= Provided data =
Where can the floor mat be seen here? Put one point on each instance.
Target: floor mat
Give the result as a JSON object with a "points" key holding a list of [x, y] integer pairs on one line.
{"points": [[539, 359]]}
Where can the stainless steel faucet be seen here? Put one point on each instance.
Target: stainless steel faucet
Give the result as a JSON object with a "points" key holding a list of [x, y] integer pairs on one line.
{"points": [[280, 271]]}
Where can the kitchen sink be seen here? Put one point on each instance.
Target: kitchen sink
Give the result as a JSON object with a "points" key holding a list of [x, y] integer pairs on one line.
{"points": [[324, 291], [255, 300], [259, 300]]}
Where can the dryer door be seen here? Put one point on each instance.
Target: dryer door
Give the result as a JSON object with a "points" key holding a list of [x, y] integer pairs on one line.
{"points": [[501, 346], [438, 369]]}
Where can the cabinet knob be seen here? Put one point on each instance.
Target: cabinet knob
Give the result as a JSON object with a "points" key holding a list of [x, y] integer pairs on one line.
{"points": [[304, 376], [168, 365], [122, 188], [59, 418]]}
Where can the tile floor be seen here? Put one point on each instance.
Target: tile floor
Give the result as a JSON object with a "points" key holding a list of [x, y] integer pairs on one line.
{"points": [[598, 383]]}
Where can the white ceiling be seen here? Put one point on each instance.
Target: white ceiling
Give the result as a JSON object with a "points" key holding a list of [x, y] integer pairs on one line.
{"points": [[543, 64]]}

= Description of the task =
From the listing above, copy every line where the string "floor" is found.

= Solution for this problem =
Where can the floor mat be seen here? Put one point on each instance.
Target: floor mat
Where can the tile floor be seen here? Put one point on each instance.
Target: tile floor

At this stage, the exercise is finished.